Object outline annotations
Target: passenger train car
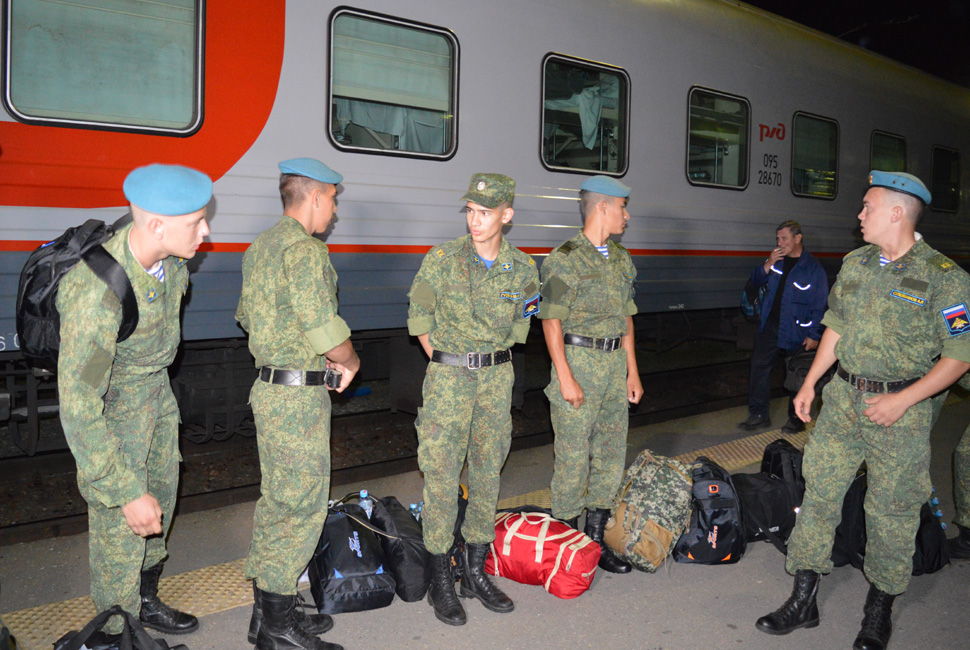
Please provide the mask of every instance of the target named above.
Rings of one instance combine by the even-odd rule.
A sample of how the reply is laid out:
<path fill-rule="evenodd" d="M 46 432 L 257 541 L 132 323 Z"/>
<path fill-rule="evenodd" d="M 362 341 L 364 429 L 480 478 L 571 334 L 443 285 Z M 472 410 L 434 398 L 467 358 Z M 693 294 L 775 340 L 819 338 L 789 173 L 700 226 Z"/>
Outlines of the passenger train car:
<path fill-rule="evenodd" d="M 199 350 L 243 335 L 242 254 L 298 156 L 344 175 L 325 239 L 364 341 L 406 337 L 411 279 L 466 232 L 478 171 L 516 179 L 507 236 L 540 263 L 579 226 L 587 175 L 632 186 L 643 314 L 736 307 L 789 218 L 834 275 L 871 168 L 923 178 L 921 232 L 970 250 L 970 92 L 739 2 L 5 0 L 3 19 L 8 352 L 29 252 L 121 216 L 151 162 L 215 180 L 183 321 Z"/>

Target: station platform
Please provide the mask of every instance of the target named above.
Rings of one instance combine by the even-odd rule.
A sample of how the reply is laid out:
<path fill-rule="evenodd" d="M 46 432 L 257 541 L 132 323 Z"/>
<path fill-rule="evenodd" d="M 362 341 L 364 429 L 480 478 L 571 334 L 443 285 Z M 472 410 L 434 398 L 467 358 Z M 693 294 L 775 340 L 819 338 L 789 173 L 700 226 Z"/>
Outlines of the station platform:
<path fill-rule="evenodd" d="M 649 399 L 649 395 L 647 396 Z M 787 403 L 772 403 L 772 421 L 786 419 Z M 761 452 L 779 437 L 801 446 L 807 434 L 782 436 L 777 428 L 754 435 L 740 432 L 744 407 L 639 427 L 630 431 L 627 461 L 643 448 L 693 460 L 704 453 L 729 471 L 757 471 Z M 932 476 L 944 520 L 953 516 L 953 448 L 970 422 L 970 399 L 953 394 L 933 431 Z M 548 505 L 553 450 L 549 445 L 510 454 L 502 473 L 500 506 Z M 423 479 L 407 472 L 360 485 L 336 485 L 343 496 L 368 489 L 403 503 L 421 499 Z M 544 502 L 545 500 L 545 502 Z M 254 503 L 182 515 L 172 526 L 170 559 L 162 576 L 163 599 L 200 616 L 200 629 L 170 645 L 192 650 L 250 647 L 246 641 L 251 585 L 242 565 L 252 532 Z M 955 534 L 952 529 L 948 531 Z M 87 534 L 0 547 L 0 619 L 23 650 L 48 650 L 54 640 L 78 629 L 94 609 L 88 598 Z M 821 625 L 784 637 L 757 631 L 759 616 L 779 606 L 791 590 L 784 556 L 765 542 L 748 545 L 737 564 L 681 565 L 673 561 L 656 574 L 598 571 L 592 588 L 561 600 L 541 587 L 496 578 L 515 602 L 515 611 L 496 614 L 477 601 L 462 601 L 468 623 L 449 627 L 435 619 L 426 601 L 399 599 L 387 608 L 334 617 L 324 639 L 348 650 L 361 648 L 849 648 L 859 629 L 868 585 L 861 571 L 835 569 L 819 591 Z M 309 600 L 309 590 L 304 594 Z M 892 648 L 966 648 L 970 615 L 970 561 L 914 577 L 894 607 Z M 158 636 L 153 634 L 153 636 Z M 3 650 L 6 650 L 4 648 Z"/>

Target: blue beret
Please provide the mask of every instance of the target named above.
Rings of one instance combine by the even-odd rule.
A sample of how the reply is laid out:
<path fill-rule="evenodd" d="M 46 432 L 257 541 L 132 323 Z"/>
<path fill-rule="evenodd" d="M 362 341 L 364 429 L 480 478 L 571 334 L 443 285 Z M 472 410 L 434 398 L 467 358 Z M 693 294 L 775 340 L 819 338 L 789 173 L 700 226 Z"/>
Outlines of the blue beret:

**Task goal**
Please duplicate the items above line for line, leaving out the pictures.

**Task answer**
Target: passenger train car
Please provide the mask of every instance of the target named above.
Rings of one instance combine by the even-odd rule.
A sample of how the reply is laid out:
<path fill-rule="evenodd" d="M 46 432 L 257 541 L 132 323 Z"/>
<path fill-rule="evenodd" d="M 362 341 L 364 429 L 480 478 L 571 334 L 443 285 Z M 472 410 L 434 398 L 467 358 Z M 693 294 L 775 340 L 819 338 L 789 173 L 700 226 Z"/>
Outlines of the passenger train car:
<path fill-rule="evenodd" d="M 199 350 L 243 335 L 242 254 L 298 156 L 344 175 L 325 239 L 364 341 L 406 337 L 411 279 L 466 232 L 478 171 L 516 179 L 507 236 L 540 263 L 579 226 L 587 175 L 632 186 L 643 314 L 736 307 L 789 218 L 834 275 L 871 168 L 923 178 L 921 232 L 970 250 L 970 92 L 739 2 L 5 0 L 3 19 L 8 352 L 29 252 L 121 216 L 151 162 L 215 180 L 183 321 Z"/>

Target: station platform
Please provide the mask of every instance of the target named above.
Rings of one instance combine by the even-odd rule.
A sample of how the reply is laid out:
<path fill-rule="evenodd" d="M 46 432 L 257 541 L 132 323 Z"/>
<path fill-rule="evenodd" d="M 362 341 L 364 429 L 480 478 L 571 334 L 443 285 Z M 472 410 L 434 398 L 467 358 Z M 693 294 L 775 340 L 819 338 L 789 173 L 700 226 Z"/>
Outlines of the station platform:
<path fill-rule="evenodd" d="M 649 399 L 649 395 L 647 396 Z M 787 403 L 772 403 L 772 421 L 786 419 Z M 761 452 L 779 437 L 801 446 L 807 434 L 782 436 L 777 428 L 754 435 L 740 432 L 744 407 L 639 427 L 630 431 L 627 461 L 643 448 L 693 460 L 704 453 L 729 471 L 757 471 Z M 932 476 L 944 520 L 953 516 L 953 448 L 970 422 L 970 399 L 953 394 L 933 431 Z M 548 505 L 553 450 L 549 445 L 510 454 L 502 473 L 500 506 Z M 423 479 L 407 472 L 360 485 L 336 485 L 343 496 L 368 489 L 403 503 L 421 499 Z M 544 502 L 545 500 L 545 502 Z M 254 503 L 182 515 L 172 526 L 170 559 L 162 576 L 163 599 L 200 616 L 200 629 L 170 645 L 192 650 L 250 647 L 246 641 L 251 585 L 242 565 L 252 532 Z M 955 534 L 952 529 L 948 531 Z M 87 534 L 0 547 L 0 619 L 23 650 L 48 650 L 54 640 L 78 629 L 94 609 L 88 598 Z M 821 625 L 784 637 L 757 631 L 759 616 L 779 606 L 791 590 L 784 556 L 765 542 L 748 545 L 737 564 L 681 565 L 673 561 L 656 574 L 598 571 L 592 588 L 561 600 L 541 587 L 496 578 L 515 602 L 515 611 L 496 614 L 477 601 L 462 601 L 468 623 L 449 627 L 435 619 L 426 601 L 399 599 L 387 608 L 334 617 L 324 639 L 348 650 L 361 648 L 849 648 L 859 629 L 868 585 L 861 571 L 835 569 L 819 591 Z M 309 600 L 309 590 L 304 594 Z M 892 648 L 966 648 L 970 615 L 970 561 L 914 577 L 894 607 Z M 158 636 L 153 634 L 153 636 Z M 3 650 L 6 650 L 4 648 Z"/>

Target: blue beret
Please provide the mask of every instance of the target named above.
Rings of one instance combine by the even-odd rule.
A sample of how the reply is laid out:
<path fill-rule="evenodd" d="M 46 432 L 257 541 L 132 323 Z"/>
<path fill-rule="evenodd" d="M 362 341 L 364 429 L 480 478 L 571 334 L 443 285 Z M 472 410 L 434 398 L 467 358 Z M 693 294 L 775 340 L 819 338 L 789 173 L 700 226 Z"/>
Outlines of the blue beret:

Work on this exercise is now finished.